Written instruction
Turn every line of the entries below into a JSON list of strings, one string per line, with blank lines and pictures left out.

begin Working data

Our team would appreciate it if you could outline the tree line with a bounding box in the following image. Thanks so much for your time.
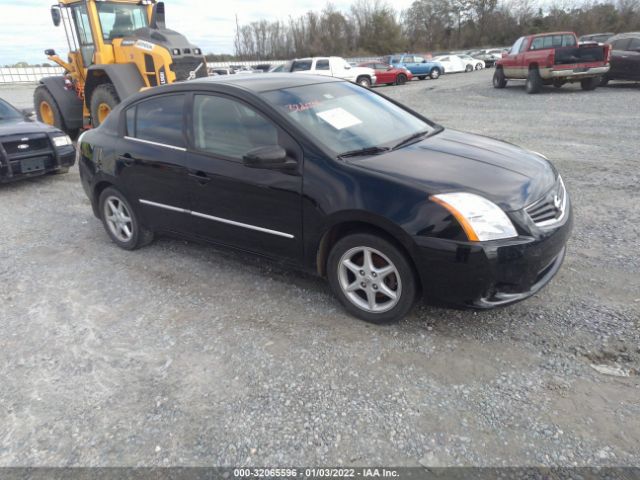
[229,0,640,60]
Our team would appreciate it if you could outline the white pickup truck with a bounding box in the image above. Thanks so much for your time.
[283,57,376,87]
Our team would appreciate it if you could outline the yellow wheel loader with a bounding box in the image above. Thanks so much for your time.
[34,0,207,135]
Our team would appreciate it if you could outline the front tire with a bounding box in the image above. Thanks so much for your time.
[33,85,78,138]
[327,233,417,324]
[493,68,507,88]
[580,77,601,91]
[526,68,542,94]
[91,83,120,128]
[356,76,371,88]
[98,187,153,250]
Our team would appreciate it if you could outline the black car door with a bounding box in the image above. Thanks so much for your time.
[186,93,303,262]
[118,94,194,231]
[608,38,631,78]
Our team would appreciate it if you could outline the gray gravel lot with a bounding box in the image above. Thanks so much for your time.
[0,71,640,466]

end Working data

Problem solution
[
  "Our team would appreciate it if you could outline the tree line with a bounding box in the following image. Thanks so much for your time.",
  "[229,0,640,60]",
  "Our team would appreciate it if you could outline the white pickup truck with a bounding box in the image above. Thanks so much for your time.",
  "[283,57,376,87]",
  "Our team would appreciate it if you could outline the yellow wheel loader with a bounding box in the image above. Thanks so much for your time.",
  "[34,0,207,135]",
  "Our team would appreciate it if you could outline the front tire with a bounding box in the image above. Thanks so much for your time.",
  "[33,85,78,138]",
  "[327,233,417,324]",
  "[493,68,507,88]",
  "[580,77,601,91]",
  "[526,68,542,94]",
  "[91,83,120,128]",
  "[356,76,371,88]",
  "[98,187,153,250]",
  "Our team would appreciate it if you could outline the black car door with a bounding box in the image above. Thanks so much for your time.",
  "[186,93,303,262]",
  "[118,94,194,231]",
  "[608,38,631,78]",
  "Our team would appreciate it if you could outline the gray gravel lot with a bounding box in the image above. Thanks so much for your time.",
  "[0,71,640,466]"
]